[Start Page extract]

But the SPGB is NOT a Luxemburgist party, and we do not consider her, or Marx, as infallible canon. Her position, or Kautsky's, did not determine the SPGB critique of the Russian Revolution. And as an experience October 1917. The lessons from it for to-days working class , can only be negative ones.
Many shared Luxemburg's initial support and enthusiasm for the Russian Revolution, that cannot be denied, but on later mature reflection of events, Marxists such as Pannekoek could re-evaluate the whole revolutionary period as a bourgeois revolution from the outset. How long it would have taken for Luxemburg to reach a similar position, who knows?
Can we prove that achieving socialism requires little bloodshed? The SPGB has perhaps the most thought out argument for maintaining that there is all possibility that socialism can be achieved by little violence. Its been discussed and debated within the SPGB since it began all through the various stands of popular contemporary political currents of the time, from insurrectionists to syndicalism. So far, it has been a matter of the Socialist Party unfortunately saying "we told you so" and that hurts and gives no satisfaction to most SPGB members. We want to be proved wrong and that somehow there is a shortcut to socialism. But we are a miserable lot of gloom and doom merchants, but again at same time, we are rosy eyed optimists too in our views that the workers are fully capable of eventually understanding socialism and organising for it with the minimum of social disruption and upheaval and chaos, normally associated with revolution.

[End Page extract]

What to do:
• 1. List every person the SPGB passage names.
• 2. Write out the SPGB passage word for word, between "But the SPGB" and "position, who knows?", inclusive.
This material has no connection to the SPGB passage.

[Start Data listing]

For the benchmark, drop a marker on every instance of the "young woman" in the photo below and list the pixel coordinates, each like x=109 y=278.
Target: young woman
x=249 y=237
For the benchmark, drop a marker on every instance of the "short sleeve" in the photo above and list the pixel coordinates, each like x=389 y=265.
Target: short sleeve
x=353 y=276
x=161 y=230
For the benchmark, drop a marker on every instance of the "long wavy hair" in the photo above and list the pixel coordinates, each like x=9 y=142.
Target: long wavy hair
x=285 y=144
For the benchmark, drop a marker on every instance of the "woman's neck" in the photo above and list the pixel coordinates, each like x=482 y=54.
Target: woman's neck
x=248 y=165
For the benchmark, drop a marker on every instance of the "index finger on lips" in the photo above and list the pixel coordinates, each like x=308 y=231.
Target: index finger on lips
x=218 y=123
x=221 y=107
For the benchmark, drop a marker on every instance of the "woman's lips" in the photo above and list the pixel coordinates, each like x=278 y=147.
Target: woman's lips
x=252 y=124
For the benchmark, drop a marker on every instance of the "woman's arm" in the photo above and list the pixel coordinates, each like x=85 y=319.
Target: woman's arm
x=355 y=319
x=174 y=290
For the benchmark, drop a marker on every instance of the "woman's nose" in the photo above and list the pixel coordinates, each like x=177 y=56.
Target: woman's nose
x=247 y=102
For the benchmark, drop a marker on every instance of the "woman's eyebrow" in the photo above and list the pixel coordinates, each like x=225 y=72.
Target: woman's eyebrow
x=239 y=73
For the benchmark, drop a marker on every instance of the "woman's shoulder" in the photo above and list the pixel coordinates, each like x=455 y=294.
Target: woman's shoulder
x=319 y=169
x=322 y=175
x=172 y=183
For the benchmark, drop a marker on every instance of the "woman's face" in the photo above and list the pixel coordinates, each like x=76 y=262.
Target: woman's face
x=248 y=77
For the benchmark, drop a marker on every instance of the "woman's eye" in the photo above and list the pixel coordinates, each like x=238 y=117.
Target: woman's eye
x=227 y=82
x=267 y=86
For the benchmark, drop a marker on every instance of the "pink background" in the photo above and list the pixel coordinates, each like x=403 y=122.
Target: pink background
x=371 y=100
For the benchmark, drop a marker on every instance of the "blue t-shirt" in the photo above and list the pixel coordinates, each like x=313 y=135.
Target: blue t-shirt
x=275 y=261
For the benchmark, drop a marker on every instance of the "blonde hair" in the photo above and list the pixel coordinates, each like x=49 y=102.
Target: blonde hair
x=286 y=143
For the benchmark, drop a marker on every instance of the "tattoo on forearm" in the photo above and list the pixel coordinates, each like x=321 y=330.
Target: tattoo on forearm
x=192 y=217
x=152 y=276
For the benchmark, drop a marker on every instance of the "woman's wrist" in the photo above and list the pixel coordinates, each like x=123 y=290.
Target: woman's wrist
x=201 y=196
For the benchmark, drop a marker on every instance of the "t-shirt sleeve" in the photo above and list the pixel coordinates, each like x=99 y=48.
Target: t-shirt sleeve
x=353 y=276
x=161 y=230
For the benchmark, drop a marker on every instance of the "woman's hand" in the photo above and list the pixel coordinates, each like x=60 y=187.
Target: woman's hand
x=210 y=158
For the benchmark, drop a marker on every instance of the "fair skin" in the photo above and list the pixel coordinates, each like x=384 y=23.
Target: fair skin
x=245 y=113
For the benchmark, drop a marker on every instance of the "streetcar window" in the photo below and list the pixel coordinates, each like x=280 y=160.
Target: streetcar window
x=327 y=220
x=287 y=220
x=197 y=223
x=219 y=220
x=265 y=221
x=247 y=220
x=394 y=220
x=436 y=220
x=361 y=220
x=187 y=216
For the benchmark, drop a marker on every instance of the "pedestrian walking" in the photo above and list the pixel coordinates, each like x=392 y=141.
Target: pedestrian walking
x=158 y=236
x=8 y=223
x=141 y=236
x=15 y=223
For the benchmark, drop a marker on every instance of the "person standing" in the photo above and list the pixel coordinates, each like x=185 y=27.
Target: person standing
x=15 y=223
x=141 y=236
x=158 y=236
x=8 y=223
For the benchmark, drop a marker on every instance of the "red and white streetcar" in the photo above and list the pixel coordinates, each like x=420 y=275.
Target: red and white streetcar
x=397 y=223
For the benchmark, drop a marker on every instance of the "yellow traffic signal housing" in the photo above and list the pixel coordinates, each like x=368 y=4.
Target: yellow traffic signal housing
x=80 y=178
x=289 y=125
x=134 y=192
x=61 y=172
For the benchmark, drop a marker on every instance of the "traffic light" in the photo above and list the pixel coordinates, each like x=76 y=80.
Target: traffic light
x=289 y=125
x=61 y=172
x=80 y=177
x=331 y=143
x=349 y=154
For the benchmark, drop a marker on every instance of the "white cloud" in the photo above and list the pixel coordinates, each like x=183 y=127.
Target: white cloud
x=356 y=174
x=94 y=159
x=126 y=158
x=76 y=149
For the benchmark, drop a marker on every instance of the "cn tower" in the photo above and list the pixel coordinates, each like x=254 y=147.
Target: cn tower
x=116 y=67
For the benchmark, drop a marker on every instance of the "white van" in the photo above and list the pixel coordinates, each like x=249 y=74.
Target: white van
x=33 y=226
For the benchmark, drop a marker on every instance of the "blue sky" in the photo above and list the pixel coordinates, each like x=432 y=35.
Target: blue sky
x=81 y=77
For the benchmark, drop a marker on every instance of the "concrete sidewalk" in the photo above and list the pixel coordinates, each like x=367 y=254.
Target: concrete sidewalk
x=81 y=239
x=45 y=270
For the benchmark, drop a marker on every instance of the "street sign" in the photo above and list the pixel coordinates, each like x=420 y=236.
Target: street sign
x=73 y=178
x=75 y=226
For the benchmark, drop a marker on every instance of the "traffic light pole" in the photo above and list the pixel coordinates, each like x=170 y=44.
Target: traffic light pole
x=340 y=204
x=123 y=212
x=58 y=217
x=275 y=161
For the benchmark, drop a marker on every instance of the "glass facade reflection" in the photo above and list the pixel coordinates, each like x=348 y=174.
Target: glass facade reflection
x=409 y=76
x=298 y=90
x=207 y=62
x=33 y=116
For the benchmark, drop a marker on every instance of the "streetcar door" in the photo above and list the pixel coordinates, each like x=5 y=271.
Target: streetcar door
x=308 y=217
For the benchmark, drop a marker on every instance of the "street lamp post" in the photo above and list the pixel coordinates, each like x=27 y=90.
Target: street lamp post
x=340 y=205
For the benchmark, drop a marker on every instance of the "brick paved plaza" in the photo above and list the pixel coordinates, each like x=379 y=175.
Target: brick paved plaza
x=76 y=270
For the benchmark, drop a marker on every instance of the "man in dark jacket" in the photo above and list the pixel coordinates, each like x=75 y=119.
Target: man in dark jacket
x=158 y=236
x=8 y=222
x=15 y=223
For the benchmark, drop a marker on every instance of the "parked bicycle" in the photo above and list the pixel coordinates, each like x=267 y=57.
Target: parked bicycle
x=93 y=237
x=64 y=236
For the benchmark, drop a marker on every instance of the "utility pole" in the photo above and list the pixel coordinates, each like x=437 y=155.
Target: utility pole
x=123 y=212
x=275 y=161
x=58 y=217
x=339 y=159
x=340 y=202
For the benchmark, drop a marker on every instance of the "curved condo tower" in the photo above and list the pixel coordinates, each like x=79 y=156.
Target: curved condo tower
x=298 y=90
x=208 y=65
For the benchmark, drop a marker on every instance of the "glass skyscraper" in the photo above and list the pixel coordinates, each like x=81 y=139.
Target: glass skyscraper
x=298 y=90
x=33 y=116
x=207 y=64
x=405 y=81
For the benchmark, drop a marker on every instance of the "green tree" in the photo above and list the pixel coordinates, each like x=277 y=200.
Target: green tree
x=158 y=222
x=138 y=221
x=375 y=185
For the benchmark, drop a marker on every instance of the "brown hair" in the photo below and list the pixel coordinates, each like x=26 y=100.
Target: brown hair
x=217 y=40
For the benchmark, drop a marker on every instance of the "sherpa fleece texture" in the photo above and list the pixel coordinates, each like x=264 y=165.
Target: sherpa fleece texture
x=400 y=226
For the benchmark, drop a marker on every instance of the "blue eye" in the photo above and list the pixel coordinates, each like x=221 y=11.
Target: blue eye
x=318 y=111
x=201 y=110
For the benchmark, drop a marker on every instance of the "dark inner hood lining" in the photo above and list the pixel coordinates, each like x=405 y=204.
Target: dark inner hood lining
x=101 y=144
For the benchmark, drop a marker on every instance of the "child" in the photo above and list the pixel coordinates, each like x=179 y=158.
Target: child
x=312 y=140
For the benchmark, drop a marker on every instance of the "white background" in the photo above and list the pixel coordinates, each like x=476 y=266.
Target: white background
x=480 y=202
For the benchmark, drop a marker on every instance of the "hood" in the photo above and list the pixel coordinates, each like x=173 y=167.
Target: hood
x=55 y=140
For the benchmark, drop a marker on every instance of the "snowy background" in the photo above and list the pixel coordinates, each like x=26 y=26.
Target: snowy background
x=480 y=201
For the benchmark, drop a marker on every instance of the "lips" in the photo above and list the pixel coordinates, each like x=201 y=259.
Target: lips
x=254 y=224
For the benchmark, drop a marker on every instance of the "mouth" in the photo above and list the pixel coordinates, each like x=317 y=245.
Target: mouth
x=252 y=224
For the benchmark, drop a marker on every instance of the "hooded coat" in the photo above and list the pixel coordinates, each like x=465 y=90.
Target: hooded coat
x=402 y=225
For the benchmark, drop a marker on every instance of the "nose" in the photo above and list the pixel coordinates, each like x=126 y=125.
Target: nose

[End Data listing]

Full answers:
• 1. Luxemburg, Marx, Kautsky, Pannekoek

• 2.
But the SPGB is NOT a Luxemburgist party, and we do not consider her, or Marx, as infallible canon. Her position, or Kautsky's, did not determine the SPGB critique of the Russian Revolution. And as an experience October 1917. The lessons from it for to-days working class , can only be negative ones.
Many shared Luxemburg's initial support and enthusiasm for the Russian Revolution, that cannot be denied, but on later mature reflection of events, Marxists such as Pannekoek could re-evaluate the whole revolutionary period as a bourgeois revolution from the outset. How long it would have taken for Luxemburg to reach a similar position, who knows?